◆ EXCERPTED PASSAGE:
===
The normal distribution:

The normal distribution describes random variables that are continuous and spanning a range from -∞ through +∞. This is also called a gaussian distribution. Here is an example simulating normally distributed data:

# Simulating data
set.seed(12) # setting the seed for the random number generator
n <- 2000 # sample size 
Dat <- data.frame(x = rnorm(n = n, 
                            mean = 0, # mean of data
                            sd = 1)) # standard deviation of data

You can describe the variable with:

a range:

range(Dat$x)
===
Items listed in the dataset

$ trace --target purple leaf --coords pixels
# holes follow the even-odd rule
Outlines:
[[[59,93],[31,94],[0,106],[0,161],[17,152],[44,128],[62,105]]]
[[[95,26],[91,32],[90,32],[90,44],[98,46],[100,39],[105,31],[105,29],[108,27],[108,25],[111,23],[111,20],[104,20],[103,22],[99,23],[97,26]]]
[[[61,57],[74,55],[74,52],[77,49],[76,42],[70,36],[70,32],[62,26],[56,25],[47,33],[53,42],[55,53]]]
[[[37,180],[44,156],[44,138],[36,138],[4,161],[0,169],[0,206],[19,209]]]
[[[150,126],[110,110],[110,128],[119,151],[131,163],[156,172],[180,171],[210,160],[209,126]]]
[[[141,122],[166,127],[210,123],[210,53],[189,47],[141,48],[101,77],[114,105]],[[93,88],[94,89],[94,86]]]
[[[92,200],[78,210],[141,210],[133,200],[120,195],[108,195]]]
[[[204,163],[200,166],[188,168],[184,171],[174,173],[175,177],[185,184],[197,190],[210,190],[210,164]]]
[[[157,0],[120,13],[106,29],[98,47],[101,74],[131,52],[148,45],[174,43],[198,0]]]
===
◆ WORK INSTRUCTIONS:
- a) Summarize the passage on the normal distribution in two sentences.
- b) Reproduce the part of the passage on the normal distribution starting at "# Simulating data" and ending at "range(Dat$x)".

◆ EXPECTED RESPONSES:
- a) The normal distribution, also called a gaussian distribution, describes continuous random variables that span a range from -∞ through +∞. An example simulates 2,000 normally distributed values with a mean of 0 and a standard deviation of 1, and the variable can then be described with a range.

- b)
# Simulating data
set.seed(12) # setting the seed for the random number generator
n <- 2000 # sample size 
Dat <- data.frame(x = rnorm(n = n, 
                            mean = 0, # mean of data
                            sd = 1)) # standard deviation of data

You can describe the variable with:

a range:

range(Dat$x)